Selected passage:
[jcifs] Re: jcifs-1.2.4 stability fixes

Sat Oct 1 02:27:53 GMT 2005

Please send all messages (minus packet captures) to the jcifs mailing
list. Especially these messages as they are a valuable reference when
dealing with future problems.

On Fri, 30 Sep 2005 10:21:39 +0200
Lars heete <hel at admin.de> wrote:

> > >  jcifs-handle_close.diff - handle close on negotiate
> >
> > Ok. This one's good. But I think we might as well just throw an Exception
> > out of peekKey.
>
> this would be better. There also is a bug in current Transport.loop, which 
> leaves if peekKey returns zero without disconnect.

Actually in that case I've changed the contract for peekKey to now
to return null whenever less than the specified bytes are read from
readn. That basically means the end of the stream has been reached. I
put your exception in negotiate and added one in Transport.loop. That
reduces the number of cases a little.

> > >  jcifs-buffer.diff  - use one buffer per transport instance (performance)
> >
> > No. These buffers are 64K. If you have multiple transports it's a serious
> > drain on memory so the associated page faults will far outstrip any
> > performance benifits of giving each transport it's own buffer.
> having 64MB of memory used for 1000 transport connections is worse than having 
> 20 - 30 threads waiting for the same monitor and doing probably blocking IO 
> with this monitor hold (there may be servers connected via slow links) ?
> It would be possible to use a separate buffer lock and do lazy buffer 
> allocation buffer dallocation on closed transports to reduce memory drain.

Ahh, you must be doing some kind of crawling. First, note that
everything up to and including the SMB header is read and written from
SmbTransport.sbuf which is NOT static. So unresponsive hosts do not
impact performance that much. In the case of a network crawler though,
yes, you might make more progess with separate buffers if the servers
are very cranky. But in all other cases the performance impact of non
static buffers is definitely negative. Originally we used separate
buffers and found that switching to a static one significantly improved
performance. If you want optimal performance for crawling choosing a
good algorithm can speed things up considerably more than messing around
with buffers (avoid stale file attributes!). Otherwise you can modify
SmbTransport to get buffers from the BufferCache (used for transactions
but they're perfectly good for regular SMBs) if that's what you really
want. But for stock JCIFS we're definitely not going to change this.

Given task A: According to the jcifs mailing list thread, from which buffer is everything up to and including the SMB header read and written?

Raw records:
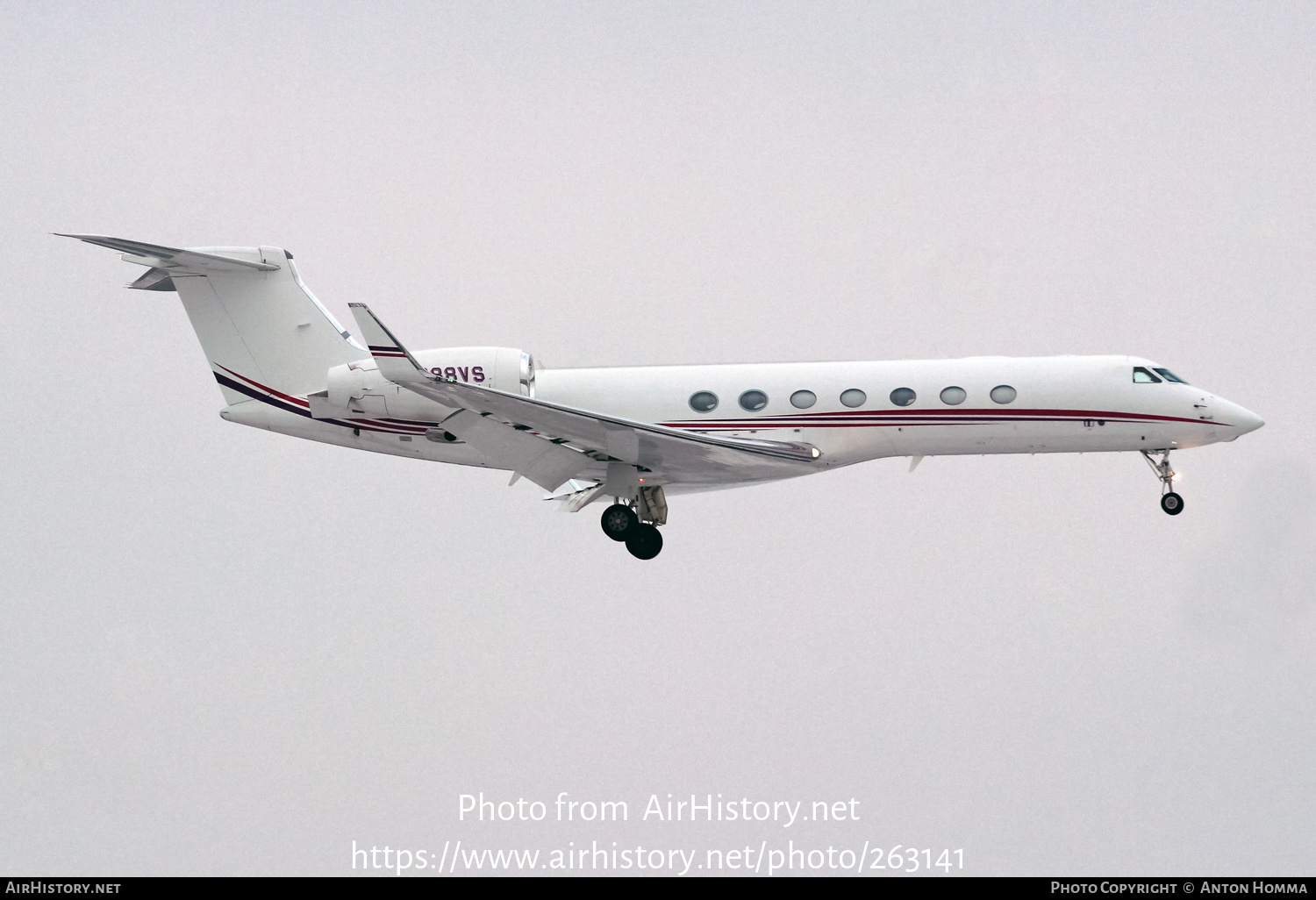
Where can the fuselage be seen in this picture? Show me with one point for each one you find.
(850, 411)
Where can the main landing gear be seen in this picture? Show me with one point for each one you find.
(621, 523)
(1170, 502)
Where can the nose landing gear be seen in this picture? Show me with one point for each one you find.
(1170, 502)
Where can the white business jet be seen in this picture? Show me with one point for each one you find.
(639, 434)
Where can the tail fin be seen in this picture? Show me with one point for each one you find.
(255, 318)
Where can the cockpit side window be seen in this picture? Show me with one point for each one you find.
(1170, 376)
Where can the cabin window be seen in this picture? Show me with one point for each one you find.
(903, 396)
(703, 402)
(753, 400)
(953, 396)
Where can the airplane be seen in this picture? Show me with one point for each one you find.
(636, 436)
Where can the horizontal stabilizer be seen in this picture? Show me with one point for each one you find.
(173, 260)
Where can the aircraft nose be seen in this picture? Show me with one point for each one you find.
(1245, 420)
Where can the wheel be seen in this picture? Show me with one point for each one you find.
(619, 521)
(1171, 503)
(644, 541)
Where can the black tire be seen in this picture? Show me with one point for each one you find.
(644, 542)
(1171, 503)
(619, 521)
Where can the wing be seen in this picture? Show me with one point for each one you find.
(670, 454)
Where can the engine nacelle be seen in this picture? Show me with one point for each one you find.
(358, 389)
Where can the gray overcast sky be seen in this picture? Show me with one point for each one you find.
(231, 652)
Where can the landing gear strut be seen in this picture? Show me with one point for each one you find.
(637, 521)
(1170, 502)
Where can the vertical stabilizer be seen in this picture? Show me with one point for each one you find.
(255, 320)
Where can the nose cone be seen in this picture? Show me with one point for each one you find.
(1244, 420)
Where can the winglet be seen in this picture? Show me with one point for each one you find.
(395, 361)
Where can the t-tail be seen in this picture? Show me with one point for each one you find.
(263, 333)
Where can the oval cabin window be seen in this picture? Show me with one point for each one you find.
(703, 402)
(753, 400)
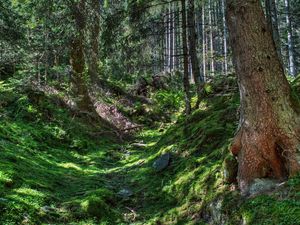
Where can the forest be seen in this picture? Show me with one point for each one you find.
(149, 112)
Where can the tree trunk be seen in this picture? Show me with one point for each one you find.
(225, 50)
(291, 60)
(77, 59)
(211, 39)
(269, 131)
(193, 51)
(272, 21)
(186, 82)
(203, 41)
(94, 40)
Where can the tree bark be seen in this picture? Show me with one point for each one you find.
(77, 59)
(186, 82)
(193, 51)
(291, 61)
(211, 39)
(94, 40)
(272, 21)
(267, 141)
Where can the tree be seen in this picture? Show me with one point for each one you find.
(267, 140)
(272, 20)
(186, 82)
(77, 59)
(193, 50)
(94, 29)
(291, 60)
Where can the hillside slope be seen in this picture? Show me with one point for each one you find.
(60, 168)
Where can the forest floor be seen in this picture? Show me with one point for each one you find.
(59, 169)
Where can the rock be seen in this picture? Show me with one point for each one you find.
(125, 193)
(162, 162)
(3, 200)
(262, 185)
(139, 145)
(47, 209)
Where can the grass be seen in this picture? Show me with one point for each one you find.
(53, 171)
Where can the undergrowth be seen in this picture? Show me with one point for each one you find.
(54, 169)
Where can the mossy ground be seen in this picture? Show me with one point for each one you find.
(53, 171)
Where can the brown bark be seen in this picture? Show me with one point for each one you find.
(192, 49)
(94, 40)
(186, 82)
(267, 142)
(77, 59)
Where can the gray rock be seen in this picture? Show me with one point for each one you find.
(162, 162)
(47, 209)
(262, 185)
(3, 200)
(125, 193)
(139, 145)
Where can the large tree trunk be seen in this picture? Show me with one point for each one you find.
(291, 61)
(94, 40)
(77, 59)
(186, 82)
(193, 51)
(272, 21)
(269, 132)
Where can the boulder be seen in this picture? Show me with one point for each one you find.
(125, 193)
(162, 162)
(262, 185)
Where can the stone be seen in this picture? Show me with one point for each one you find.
(3, 200)
(162, 162)
(261, 185)
(139, 145)
(125, 193)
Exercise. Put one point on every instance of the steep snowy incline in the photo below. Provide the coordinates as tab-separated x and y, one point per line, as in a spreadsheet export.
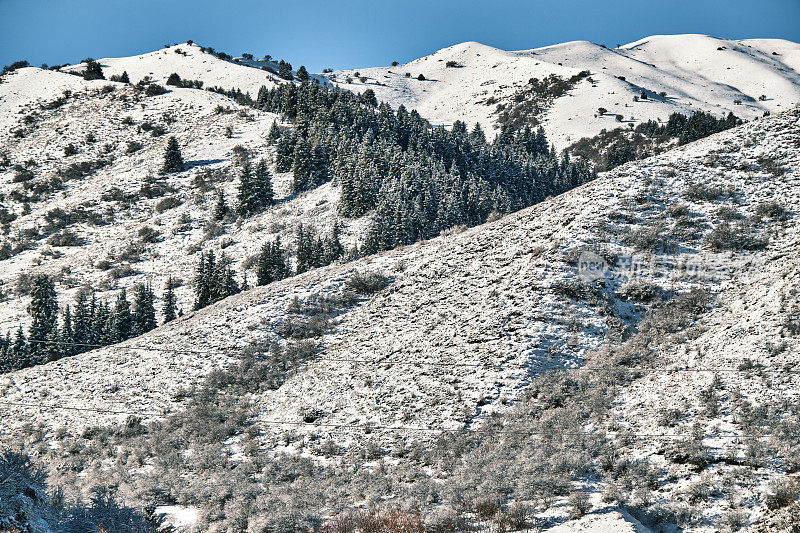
500	300
695	72
190	63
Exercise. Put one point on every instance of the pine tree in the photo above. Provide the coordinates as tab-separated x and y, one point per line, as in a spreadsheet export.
144	313
43	310
333	248
274	133
263	184
93	71
285	70
66	333
20	351
302	166
284	154
173	160
271	263
203	281
249	203
169	307
221	207
123	319
82	318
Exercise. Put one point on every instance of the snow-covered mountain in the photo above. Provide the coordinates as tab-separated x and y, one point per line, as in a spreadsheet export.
504	301
468	320
696	72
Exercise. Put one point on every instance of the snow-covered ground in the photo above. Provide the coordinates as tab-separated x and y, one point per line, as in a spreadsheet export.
468	317
488	297
697	72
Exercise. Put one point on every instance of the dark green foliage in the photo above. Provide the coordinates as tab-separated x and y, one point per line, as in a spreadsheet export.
93	71
271	264
27	500
175	80
537	96
214	280
302	74
14	66
420	180
144	312
169	307
615	147
255	188
121	78
285	70
43	311
367	282
154	89
173	160
274	133
313	251
221	207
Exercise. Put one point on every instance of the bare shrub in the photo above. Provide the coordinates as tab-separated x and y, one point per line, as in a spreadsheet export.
367	282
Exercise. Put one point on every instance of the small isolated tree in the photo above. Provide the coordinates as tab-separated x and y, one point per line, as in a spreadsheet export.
144	313
173	160
302	73
285	70
274	133
174	79
43	310
93	71
221	207
271	263
170	307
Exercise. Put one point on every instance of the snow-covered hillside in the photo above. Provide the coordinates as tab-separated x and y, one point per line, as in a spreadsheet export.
696	72
468	318
191	63
120	119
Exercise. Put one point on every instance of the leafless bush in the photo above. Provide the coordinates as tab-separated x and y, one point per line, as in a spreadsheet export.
367	282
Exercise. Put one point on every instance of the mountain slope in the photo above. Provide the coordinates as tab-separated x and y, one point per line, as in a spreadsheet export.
696	72
469	318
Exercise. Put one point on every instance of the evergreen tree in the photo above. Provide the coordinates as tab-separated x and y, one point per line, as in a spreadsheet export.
263	184
203	280
332	249
285	70
169	308
66	333
249	202
20	351
173	160
43	310
93	71
123	318
274	133
82	319
284	154
221	207
144	313
302	165
271	263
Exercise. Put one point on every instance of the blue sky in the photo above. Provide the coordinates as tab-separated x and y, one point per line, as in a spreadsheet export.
361	33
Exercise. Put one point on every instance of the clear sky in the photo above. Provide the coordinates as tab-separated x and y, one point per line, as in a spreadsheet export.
362	33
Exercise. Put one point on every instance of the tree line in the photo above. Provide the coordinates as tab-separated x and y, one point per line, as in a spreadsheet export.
84	325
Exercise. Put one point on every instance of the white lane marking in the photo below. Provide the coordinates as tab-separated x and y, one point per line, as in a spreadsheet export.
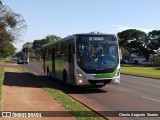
27	100
143	83
151	99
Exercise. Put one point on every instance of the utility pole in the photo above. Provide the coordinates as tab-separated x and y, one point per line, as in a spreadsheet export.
0	3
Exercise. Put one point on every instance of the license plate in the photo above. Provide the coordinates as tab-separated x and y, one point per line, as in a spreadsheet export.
99	83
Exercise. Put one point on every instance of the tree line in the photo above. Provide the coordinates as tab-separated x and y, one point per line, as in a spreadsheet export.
12	27
139	42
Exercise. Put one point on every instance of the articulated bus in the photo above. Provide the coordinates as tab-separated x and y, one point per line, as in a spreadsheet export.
83	59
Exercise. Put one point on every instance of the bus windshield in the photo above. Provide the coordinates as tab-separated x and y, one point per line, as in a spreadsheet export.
23	56
97	55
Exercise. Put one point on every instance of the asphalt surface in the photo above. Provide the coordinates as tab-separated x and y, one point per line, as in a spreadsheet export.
132	94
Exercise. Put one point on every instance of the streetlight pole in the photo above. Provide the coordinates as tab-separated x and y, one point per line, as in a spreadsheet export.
0	3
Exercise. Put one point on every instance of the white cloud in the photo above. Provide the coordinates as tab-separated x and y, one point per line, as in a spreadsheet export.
124	27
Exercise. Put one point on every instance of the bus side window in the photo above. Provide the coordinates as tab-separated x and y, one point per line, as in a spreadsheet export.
69	54
71	51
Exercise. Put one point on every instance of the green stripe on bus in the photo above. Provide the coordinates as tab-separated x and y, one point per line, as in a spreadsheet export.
106	75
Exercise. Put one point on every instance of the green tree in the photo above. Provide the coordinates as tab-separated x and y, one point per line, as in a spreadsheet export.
155	39
135	41
12	26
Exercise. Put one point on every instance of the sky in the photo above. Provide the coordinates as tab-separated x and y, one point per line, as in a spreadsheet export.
66	17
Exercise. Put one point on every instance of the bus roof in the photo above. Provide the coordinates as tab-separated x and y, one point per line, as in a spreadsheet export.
72	37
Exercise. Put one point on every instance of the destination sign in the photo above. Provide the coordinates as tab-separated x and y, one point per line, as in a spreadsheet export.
96	38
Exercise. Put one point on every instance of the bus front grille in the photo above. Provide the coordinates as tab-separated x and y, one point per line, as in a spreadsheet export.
105	81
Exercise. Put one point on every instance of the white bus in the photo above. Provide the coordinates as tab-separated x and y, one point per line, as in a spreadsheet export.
83	59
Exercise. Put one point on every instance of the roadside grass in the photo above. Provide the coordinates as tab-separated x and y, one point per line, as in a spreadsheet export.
78	110
1	83
151	72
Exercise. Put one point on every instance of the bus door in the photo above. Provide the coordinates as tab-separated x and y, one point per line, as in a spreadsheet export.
53	61
71	63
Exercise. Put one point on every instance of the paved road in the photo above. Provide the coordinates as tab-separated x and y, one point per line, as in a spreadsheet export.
133	94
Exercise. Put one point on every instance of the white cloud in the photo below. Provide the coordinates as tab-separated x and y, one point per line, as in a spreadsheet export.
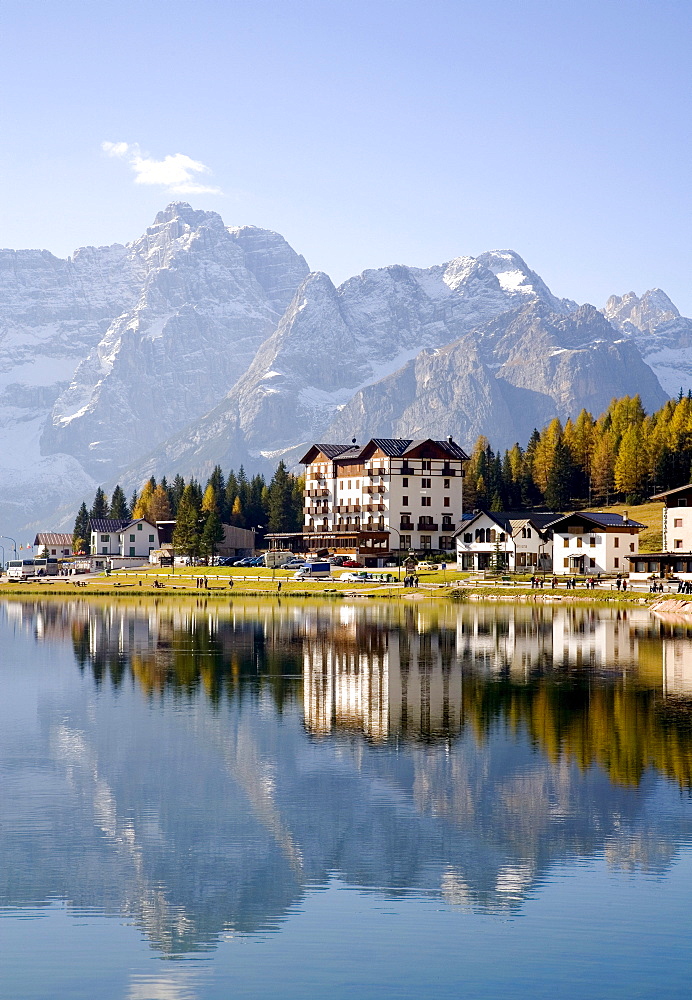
176	172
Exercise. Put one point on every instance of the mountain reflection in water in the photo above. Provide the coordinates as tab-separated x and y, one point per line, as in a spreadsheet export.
201	767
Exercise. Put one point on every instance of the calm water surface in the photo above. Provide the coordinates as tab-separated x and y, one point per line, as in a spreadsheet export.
329	800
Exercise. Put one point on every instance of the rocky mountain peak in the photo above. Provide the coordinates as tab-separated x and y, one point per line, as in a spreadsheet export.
629	312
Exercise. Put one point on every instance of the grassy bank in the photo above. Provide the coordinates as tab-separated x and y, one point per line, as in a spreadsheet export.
222	583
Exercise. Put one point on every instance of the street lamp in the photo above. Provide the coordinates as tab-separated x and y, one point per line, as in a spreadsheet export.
398	558
13	543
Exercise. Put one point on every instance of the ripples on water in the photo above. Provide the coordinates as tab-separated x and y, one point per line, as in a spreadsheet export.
295	797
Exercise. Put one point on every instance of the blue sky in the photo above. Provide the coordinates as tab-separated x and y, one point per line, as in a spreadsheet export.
367	133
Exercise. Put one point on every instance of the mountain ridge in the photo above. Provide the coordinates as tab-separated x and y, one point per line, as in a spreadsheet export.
200	343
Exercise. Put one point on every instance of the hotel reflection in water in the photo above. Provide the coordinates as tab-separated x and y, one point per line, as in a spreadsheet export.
405	678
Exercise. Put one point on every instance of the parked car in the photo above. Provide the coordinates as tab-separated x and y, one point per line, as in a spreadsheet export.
314	571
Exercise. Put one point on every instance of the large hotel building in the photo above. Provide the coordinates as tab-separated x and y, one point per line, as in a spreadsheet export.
390	494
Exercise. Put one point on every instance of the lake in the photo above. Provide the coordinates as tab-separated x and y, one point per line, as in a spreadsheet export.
372	800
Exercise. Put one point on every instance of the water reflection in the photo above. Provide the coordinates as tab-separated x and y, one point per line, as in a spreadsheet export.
202	767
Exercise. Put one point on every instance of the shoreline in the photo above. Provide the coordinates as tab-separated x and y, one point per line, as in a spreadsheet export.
102	587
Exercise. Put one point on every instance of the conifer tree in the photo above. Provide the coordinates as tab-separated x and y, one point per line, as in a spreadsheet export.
237	516
118	508
177	492
80	532
141	508
280	500
99	508
558	492
209	500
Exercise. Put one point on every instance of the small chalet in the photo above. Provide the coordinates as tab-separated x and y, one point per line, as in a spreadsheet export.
113	537
516	541
592	542
53	545
676	557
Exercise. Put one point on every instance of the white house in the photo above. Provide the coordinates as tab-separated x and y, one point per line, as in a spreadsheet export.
138	538
517	539
53	545
675	559
589	543
119	539
105	535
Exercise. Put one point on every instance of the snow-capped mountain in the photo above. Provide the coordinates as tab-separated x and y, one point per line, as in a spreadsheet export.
363	359
663	336
198	321
200	343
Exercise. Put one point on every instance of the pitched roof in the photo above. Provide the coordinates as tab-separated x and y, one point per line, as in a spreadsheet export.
511	520
107	525
392	447
53	538
137	520
398	447
333	450
667	493
604	519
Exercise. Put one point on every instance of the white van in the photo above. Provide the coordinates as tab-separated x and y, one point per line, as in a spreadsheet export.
276	558
314	571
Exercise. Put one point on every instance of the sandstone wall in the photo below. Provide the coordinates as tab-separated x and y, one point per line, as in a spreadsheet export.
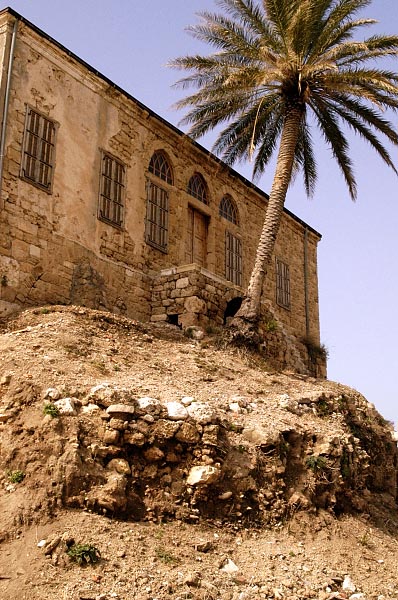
54	249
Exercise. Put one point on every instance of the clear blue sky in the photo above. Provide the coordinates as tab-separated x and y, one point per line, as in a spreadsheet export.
130	41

Given task B: In the listing, rewrite every line from the line containing "Where can the nose landing" up to and including the line containing "(1170, 376)", requests included, adding 113 to every coordinate in the answers.

Correct response A: SmbTransport.sbuf, which is not static.

Correct response B:
Where can the nose landing gear be seen in this picture? Show me with one point for each one you find.
(1283, 615)
Where can the white business jet be seen in this picture? Show me with one point for each one you find.
(752, 547)
Where can the tail fin be seen in this picture? Show me with one point for each one you find.
(368, 431)
Where can the cockpit side window be seen in this picture? Show me with one point for each one you find.
(1283, 489)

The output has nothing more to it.